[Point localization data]
● ● ●
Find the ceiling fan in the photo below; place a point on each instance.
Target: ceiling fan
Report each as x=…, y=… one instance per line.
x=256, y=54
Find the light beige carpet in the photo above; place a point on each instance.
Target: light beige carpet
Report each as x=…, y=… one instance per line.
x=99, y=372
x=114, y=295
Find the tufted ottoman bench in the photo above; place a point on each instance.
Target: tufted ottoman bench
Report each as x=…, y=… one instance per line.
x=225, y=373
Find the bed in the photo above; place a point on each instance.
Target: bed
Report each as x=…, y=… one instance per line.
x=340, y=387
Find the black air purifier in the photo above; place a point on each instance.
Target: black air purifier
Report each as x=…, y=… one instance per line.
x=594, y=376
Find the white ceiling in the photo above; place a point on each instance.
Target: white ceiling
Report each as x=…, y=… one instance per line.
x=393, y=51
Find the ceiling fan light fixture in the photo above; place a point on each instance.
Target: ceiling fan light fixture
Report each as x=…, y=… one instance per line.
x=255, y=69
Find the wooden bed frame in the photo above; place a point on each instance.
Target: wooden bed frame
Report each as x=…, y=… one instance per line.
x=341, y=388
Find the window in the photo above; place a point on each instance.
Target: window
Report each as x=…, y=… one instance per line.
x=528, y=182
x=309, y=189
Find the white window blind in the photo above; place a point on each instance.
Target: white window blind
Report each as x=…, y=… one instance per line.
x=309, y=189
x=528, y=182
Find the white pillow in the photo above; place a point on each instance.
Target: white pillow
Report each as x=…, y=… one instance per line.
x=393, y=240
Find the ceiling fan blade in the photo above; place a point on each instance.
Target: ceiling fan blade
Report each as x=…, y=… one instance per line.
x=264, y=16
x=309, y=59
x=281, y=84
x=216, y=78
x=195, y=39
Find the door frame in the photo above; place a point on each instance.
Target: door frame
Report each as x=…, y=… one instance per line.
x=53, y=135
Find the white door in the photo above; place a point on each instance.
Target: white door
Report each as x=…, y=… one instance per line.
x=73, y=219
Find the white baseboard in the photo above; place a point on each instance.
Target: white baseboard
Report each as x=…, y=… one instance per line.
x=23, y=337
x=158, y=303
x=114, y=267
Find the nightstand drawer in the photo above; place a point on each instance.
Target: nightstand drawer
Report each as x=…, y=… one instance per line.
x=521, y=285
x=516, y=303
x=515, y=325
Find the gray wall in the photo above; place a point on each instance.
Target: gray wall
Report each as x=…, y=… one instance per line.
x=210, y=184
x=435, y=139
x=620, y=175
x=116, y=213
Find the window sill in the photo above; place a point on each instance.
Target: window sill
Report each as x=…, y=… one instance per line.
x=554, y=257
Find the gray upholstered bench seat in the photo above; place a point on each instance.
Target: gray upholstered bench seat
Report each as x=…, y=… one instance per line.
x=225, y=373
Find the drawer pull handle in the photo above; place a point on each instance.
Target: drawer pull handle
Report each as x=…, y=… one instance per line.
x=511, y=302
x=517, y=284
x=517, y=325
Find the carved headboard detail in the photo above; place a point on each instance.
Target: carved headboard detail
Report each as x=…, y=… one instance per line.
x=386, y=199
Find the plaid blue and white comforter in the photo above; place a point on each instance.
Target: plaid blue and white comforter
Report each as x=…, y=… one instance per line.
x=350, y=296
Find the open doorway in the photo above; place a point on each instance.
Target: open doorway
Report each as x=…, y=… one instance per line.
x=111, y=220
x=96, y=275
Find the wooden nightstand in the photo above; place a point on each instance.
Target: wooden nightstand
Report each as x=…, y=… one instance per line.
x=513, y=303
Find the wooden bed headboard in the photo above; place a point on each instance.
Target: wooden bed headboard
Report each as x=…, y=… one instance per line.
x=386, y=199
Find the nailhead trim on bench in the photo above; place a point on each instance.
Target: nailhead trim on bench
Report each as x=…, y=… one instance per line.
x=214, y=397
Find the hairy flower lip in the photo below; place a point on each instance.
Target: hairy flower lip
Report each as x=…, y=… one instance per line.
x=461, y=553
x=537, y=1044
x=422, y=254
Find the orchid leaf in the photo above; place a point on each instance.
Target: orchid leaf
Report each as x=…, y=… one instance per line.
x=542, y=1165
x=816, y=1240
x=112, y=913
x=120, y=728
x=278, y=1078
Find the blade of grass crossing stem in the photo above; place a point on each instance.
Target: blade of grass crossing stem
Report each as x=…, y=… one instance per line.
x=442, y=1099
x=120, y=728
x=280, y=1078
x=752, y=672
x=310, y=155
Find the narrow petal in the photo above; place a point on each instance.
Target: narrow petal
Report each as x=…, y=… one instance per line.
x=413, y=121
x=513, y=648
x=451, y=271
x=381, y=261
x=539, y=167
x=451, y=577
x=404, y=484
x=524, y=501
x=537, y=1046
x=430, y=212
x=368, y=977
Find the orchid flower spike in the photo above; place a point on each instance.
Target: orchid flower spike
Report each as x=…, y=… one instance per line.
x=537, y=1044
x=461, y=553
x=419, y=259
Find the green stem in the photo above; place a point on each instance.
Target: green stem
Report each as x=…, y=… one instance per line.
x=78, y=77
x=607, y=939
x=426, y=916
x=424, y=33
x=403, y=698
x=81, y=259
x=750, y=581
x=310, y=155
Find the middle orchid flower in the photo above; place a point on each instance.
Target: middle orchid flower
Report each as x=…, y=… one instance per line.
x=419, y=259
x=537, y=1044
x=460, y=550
● ● ●
## [Work instruction]
Transcribe the data in full, keeping every character.

## [Expected answer]
Find the ceiling fan in the photo below; place a point on each instance.
Target: ceiling fan
Report each as x=…, y=… one instance per line.
x=256, y=54
Find the light beige carpet in the photo above; place a point on each instance.
Target: light beige carpet
Report each as x=…, y=… one instance per line.
x=99, y=372
x=114, y=295
Find the tufted ottoman bench in the photo above; place a point on each instance.
Target: tufted ottoman bench
Report each as x=…, y=… one instance per line.
x=225, y=373
Find the bed in the photo above; place a point on each instance.
Target: bed
Report each as x=…, y=… one instance per line.
x=340, y=387
Find the black air purifier in the photo above; place a point on each instance.
Target: black air purifier
Report each as x=…, y=… one instance per line.
x=594, y=376
Find the white ceiling in the photo above; place a point on each instance.
Target: white ceiling
Report each as x=…, y=… one instance per line.
x=393, y=51
Find the ceiling fan light fixture in the photo above; place a point on each instance.
Target: ceiling fan light fixture
Report each as x=…, y=… one instance per line.
x=255, y=69
Find the wooden bed frame in the photo above; place a point on each instance.
Target: wooden bed frame
Report each as x=…, y=… one instance per line.
x=341, y=388
Find the window in the photo above; place a point on each instance.
Target: window
Report each as x=…, y=… one instance per line.
x=528, y=182
x=309, y=189
Find the white window blind in the photo above; place a point on each instance.
Target: white window blind
Report each as x=…, y=… one instance per line.
x=309, y=189
x=528, y=182
Find the white pillow in the photo above; place a point on each instance.
Target: white pillow
Report each as x=…, y=… one instance per line.
x=393, y=240
Find the ceiling fan blade in the photo above; place a point on each instance.
Target: ceiling fan blade
Report each as x=…, y=… one instance per line.
x=264, y=16
x=309, y=59
x=281, y=84
x=216, y=78
x=195, y=39
Find the door frame in the photo above; place a point on each instance.
Target: door frame
Report each as x=…, y=… one instance per line.
x=53, y=135
Find the white door in the photo above; place a point on each instance.
Target: white door
Report each as x=…, y=… one instance per line.
x=73, y=219
Find the white baseboard in the photo above; place a point on each instance.
Target: white baseboard
Report each as x=…, y=… one instance per line.
x=23, y=337
x=158, y=303
x=114, y=267
Find the nightstand drawer in the photo above; place a point on each instance.
Target: nightstand drawer
Report each as x=…, y=… one instance per line.
x=521, y=285
x=516, y=303
x=515, y=325
Find the gray wall in the photo above; place a point on each instance.
Target: gray wall
Report each as x=…, y=… one instance per line.
x=210, y=184
x=435, y=139
x=620, y=175
x=116, y=213
Find the window sill in the photo above; place a point on each instance.
Target: window sill
Report each as x=…, y=… one instance per line.
x=554, y=257
Find the gray upholstered bench seat in the photo above; place a point on each instance.
Target: gray upholstered bench seat
Report each as x=…, y=… one instance per line.
x=225, y=373
Find the drawer pull handle in the photo above; place a point on each instance.
Target: drawer pull handle
Report each as x=…, y=… one instance per line.
x=511, y=302
x=517, y=284
x=517, y=325
Find the carved headboard detail in the photo above; place a point on each instance.
Target: carved headboard detail
Report each as x=…, y=… one instance per line.
x=386, y=199
Find the plaid blue and white comforter in the photo above; place a point on each instance.
Target: plaid blue and white comforter
Report each as x=…, y=… one instance per line.
x=350, y=296
Find the open doorway in the photo above; place a point on each instance.
Target: open doorway
Report each as x=…, y=… one instance per line.
x=111, y=220
x=96, y=275
Find the wooden nightstand in the photo above; place a point on each instance.
Target: wooden nightstand
Report each as x=…, y=… one instance per line.
x=513, y=303
Find the wooden bed headboard in the photo above; place a point on each instance.
Target: wooden bed headboard
Report each as x=…, y=… one instance per line.
x=386, y=199
Find the nailhead trim on bench in the photo above; place a point on each instance.
Target: nailhead trim on bench
Report each as x=…, y=… one instance per line.
x=214, y=397
Find the hairy flower lip in the photo below; place a point on each instance.
Target: hairy flower lip
Report each as x=…, y=… one instance per line.
x=461, y=553
x=537, y=1044
x=422, y=254
Find the orchid leaf in the photo above; place a point on each instance.
Target: orchid leaf
Report each as x=…, y=… one instance per line.
x=542, y=1165
x=816, y=1240
x=112, y=913
x=120, y=728
x=278, y=1078
Find the blade of grass crossing stem in the photo above; place a point on each instance.
Target: blade of grass crossing stem
Report each as x=…, y=… one instance per line.
x=442, y=1099
x=120, y=728
x=280, y=1078
x=752, y=672
x=310, y=155
Find the narrow petal in the photo above; place a point on each instance.
Target: narrow petal
Report each as x=…, y=… one instance per line.
x=413, y=121
x=513, y=648
x=451, y=271
x=381, y=261
x=539, y=167
x=451, y=577
x=404, y=484
x=524, y=501
x=537, y=1046
x=430, y=212
x=368, y=977
Find the orchid flower spike in the photo above; place a point on each instance.
Target: orchid flower spike
Report each as x=…, y=… one instance per line.
x=537, y=1044
x=461, y=553
x=419, y=259
Find the green stem in the photo above; place a point on each instance.
Target: green stem
Report each as x=…, y=… one instance per line.
x=78, y=77
x=607, y=939
x=426, y=916
x=424, y=33
x=403, y=698
x=81, y=259
x=750, y=581
x=310, y=155
Find the middle orchid flower in the photo above; place a point on each instance.
Target: middle orchid flower
Report each as x=…, y=… one instance per line.
x=419, y=259
x=537, y=1044
x=460, y=550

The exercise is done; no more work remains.